RECORD EXCERPTS:
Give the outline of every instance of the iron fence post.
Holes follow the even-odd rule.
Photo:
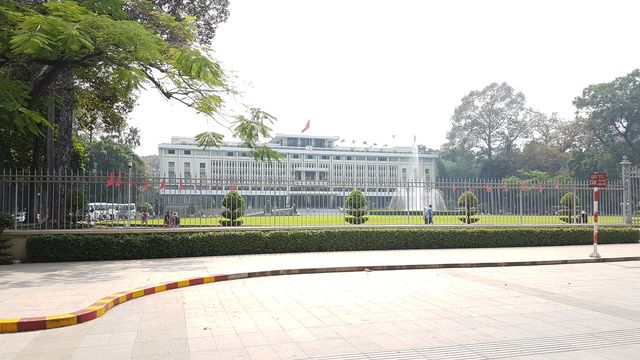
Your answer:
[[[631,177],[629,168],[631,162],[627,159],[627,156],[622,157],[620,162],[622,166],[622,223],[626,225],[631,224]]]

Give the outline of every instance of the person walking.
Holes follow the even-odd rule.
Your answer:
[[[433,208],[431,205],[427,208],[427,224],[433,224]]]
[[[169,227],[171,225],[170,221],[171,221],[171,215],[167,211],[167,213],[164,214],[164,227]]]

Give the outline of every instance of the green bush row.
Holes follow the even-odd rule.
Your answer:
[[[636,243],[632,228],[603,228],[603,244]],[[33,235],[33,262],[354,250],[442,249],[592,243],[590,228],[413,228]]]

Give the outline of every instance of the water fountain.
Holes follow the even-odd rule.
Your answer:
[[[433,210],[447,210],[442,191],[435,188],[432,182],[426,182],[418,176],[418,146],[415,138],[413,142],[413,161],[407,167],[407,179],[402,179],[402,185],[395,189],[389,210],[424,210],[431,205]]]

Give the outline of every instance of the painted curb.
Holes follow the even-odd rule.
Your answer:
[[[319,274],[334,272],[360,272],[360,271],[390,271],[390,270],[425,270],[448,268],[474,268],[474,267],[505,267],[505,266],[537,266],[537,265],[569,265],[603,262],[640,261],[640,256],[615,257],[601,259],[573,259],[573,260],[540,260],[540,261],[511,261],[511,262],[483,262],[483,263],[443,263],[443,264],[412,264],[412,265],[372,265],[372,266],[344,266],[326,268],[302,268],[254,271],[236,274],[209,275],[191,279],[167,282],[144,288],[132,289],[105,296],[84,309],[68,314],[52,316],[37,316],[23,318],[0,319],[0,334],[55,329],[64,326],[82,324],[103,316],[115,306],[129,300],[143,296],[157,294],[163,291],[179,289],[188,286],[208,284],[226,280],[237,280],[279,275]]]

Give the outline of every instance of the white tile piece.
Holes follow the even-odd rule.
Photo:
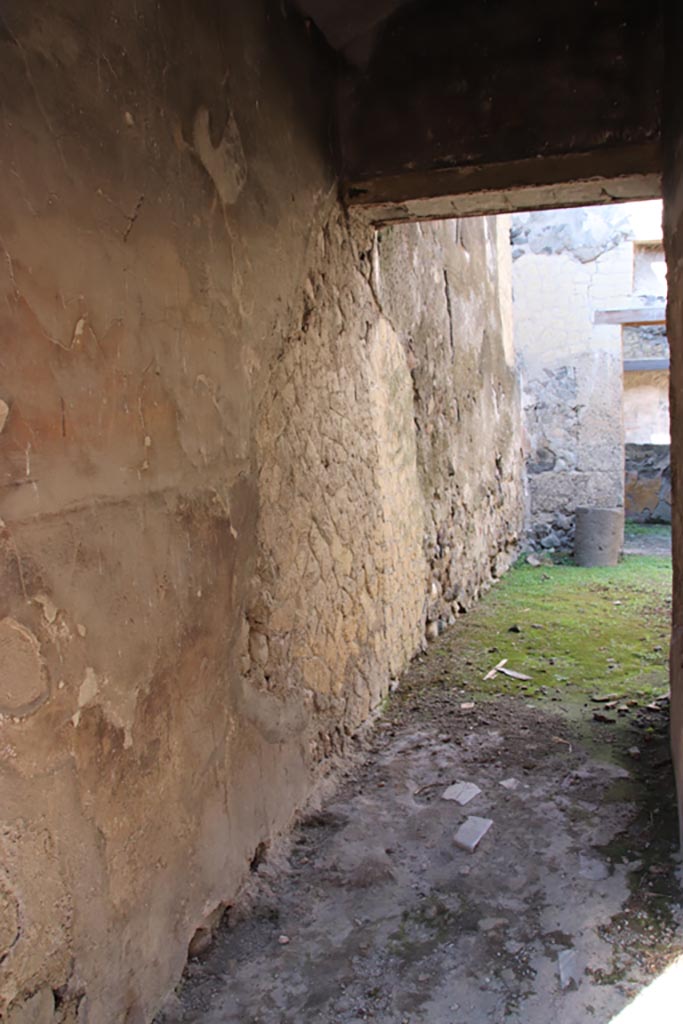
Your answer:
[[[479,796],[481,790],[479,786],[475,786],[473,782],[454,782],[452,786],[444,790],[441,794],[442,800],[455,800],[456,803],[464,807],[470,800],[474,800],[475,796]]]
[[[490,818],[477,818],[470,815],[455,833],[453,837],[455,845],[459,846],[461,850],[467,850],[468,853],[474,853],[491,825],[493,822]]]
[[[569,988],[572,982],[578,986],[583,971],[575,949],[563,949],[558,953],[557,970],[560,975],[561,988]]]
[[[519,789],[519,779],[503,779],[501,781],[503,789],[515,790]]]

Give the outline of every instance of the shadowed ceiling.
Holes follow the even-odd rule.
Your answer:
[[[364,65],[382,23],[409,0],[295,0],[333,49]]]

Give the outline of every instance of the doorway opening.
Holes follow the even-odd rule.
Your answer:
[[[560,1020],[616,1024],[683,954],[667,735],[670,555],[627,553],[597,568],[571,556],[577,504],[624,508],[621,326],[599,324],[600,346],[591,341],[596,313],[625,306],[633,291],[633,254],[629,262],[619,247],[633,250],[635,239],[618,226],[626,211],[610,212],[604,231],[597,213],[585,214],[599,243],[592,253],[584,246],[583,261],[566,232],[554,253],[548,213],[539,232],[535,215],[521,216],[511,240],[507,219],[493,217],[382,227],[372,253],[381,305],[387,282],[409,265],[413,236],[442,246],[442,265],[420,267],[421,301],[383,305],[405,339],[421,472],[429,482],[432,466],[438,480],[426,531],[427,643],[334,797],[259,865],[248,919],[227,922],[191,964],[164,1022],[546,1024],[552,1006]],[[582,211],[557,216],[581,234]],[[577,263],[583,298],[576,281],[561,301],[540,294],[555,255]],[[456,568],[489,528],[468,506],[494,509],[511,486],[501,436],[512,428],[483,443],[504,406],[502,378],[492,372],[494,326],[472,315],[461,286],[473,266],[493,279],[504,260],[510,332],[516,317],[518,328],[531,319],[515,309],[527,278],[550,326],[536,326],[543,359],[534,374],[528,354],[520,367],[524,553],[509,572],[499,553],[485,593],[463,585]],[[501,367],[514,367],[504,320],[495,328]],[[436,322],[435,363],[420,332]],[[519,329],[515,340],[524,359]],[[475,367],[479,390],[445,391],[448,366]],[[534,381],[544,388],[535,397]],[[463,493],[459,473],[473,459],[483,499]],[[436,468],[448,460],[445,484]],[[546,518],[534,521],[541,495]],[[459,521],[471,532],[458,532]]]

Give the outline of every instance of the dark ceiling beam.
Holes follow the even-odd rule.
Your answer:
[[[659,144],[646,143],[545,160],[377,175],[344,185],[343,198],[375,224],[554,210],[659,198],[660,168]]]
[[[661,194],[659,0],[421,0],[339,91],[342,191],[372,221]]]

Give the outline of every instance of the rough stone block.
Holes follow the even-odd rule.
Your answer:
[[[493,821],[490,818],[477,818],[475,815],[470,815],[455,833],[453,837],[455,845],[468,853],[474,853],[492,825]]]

WHAT THE EXERCISE ASKS: Output each record above exactly as written. Skip any pictures.

REPLY:
Give the outline of every instance of the iron fence post.
Holes follow the even-odd rule.
Photo:
Your answer:
[[[631,177],[629,168],[631,162],[627,159],[627,156],[622,157],[620,162],[622,166],[622,223],[626,225],[631,224]]]

Give the outline of every instance of the person walking.
Holes follow the even-odd rule.
Your answer:
[[[433,208],[431,205],[427,208],[427,224],[433,224]]]
[[[169,227],[171,225],[170,221],[171,221],[171,215],[167,211],[167,213],[164,214],[164,227]]]

Give the outline of every instance of the green bush row.
Holes follow the even-odd rule.
Your answer:
[[[636,243],[632,228],[603,228],[603,244]],[[33,235],[33,262],[354,250],[442,249],[592,243],[590,228],[413,228]]]

Give the outline of every instance of the water fountain.
Holes follow the even-odd rule.
Your answer:
[[[433,210],[447,210],[442,191],[435,188],[432,182],[426,182],[418,176],[418,146],[415,138],[413,142],[413,161],[407,167],[407,179],[402,179],[402,185],[395,189],[389,210],[424,210],[431,205]]]

Give the outline of every instance of the painted curb.
Holes follow the even-odd rule.
Your answer:
[[[319,274],[334,272],[360,272],[360,271],[390,271],[390,270],[425,270],[448,268],[474,268],[474,267],[505,267],[505,266],[537,266],[537,265],[569,265],[603,262],[640,261],[640,256],[615,257],[601,259],[573,259],[573,260],[540,260],[540,261],[511,261],[511,262],[483,262],[483,263],[443,263],[443,264],[412,264],[412,265],[372,265],[372,266],[344,266],[326,268],[302,268],[254,271],[236,274],[209,275],[191,279],[167,282],[144,288],[132,289],[105,296],[84,309],[68,314],[52,316],[37,316],[23,318],[0,319],[0,334],[55,329],[64,326],[82,324],[103,316],[115,306],[129,300],[143,296],[157,294],[163,291],[179,289],[188,286],[208,284],[226,280],[237,280],[279,275]]]

Give the outline of every instance of the white tile piece.
Holes follow the even-odd rule.
Photo:
Your answer:
[[[479,796],[481,790],[479,786],[475,786],[473,782],[454,782],[452,786],[444,790],[441,794],[442,800],[455,800],[456,803],[464,807],[470,800],[474,800],[475,796]]]
[[[490,818],[477,818],[470,815],[455,833],[453,837],[455,845],[459,846],[461,850],[467,850],[468,853],[474,853],[491,825],[493,822]]]
[[[569,988],[572,982],[578,986],[583,971],[575,949],[563,949],[558,953],[557,970],[560,975],[561,988]]]
[[[519,789],[519,779],[503,779],[501,781],[503,789],[515,790]]]

Give the outline of every instance of the shadowed ceiling.
Holes follow the even-odd rule.
Your answer:
[[[364,65],[382,23],[409,0],[295,0],[333,49]]]

Give the outline of every instance of the doorway opening.
Holes follow the even-odd rule.
Your answer:
[[[560,1020],[616,1024],[683,954],[667,735],[670,555],[627,553],[597,568],[571,556],[577,504],[624,508],[621,326],[599,324],[600,346],[591,341],[596,313],[625,306],[633,291],[633,254],[629,262],[619,247],[633,250],[635,239],[618,226],[626,211],[610,212],[604,231],[597,213],[585,214],[599,243],[592,253],[584,246],[583,261],[566,232],[554,253],[548,213],[539,232],[535,215],[521,216],[511,240],[507,219],[493,217],[382,227],[372,253],[381,305],[387,282],[409,265],[413,236],[442,246],[442,265],[420,267],[421,301],[383,305],[405,339],[421,472],[429,482],[432,466],[438,480],[426,531],[427,643],[334,797],[259,865],[248,919],[227,922],[191,964],[164,1022],[546,1024],[552,1006]],[[582,211],[557,216],[581,234]],[[577,263],[583,298],[576,281],[561,301],[540,294],[555,255]],[[456,568],[489,528],[468,506],[494,509],[511,486],[501,436],[512,428],[483,443],[504,406],[502,378],[492,372],[494,326],[472,315],[461,286],[473,266],[493,279],[504,260],[510,332],[516,317],[518,328],[531,319],[515,309],[527,278],[550,326],[536,326],[543,359],[534,374],[528,354],[520,367],[524,553],[509,572],[499,553],[485,593],[463,585]],[[501,367],[514,367],[504,320],[495,328]],[[436,322],[435,363],[420,332]],[[519,329],[515,340],[524,359]],[[475,367],[479,390],[445,391],[448,366]],[[534,381],[544,388],[535,397]],[[463,493],[459,473],[473,459],[483,499]],[[436,468],[448,460],[445,484]],[[546,518],[534,521],[541,495]],[[459,521],[471,532],[458,532]]]

Give the outline of every instance of the dark ceiling beam.
Holes follow the even-odd rule.
Your answer:
[[[659,144],[646,143],[545,160],[377,175],[344,185],[343,198],[375,224],[554,210],[659,198],[660,168]]]
[[[661,194],[659,0],[421,0],[339,91],[342,191],[372,221]]]

Give the outline of every instance of the rough stone block.
Holes follow the even-odd rule.
Your answer:
[[[493,821],[490,818],[477,818],[475,815],[470,815],[455,833],[453,837],[455,845],[468,853],[474,853],[492,825]]]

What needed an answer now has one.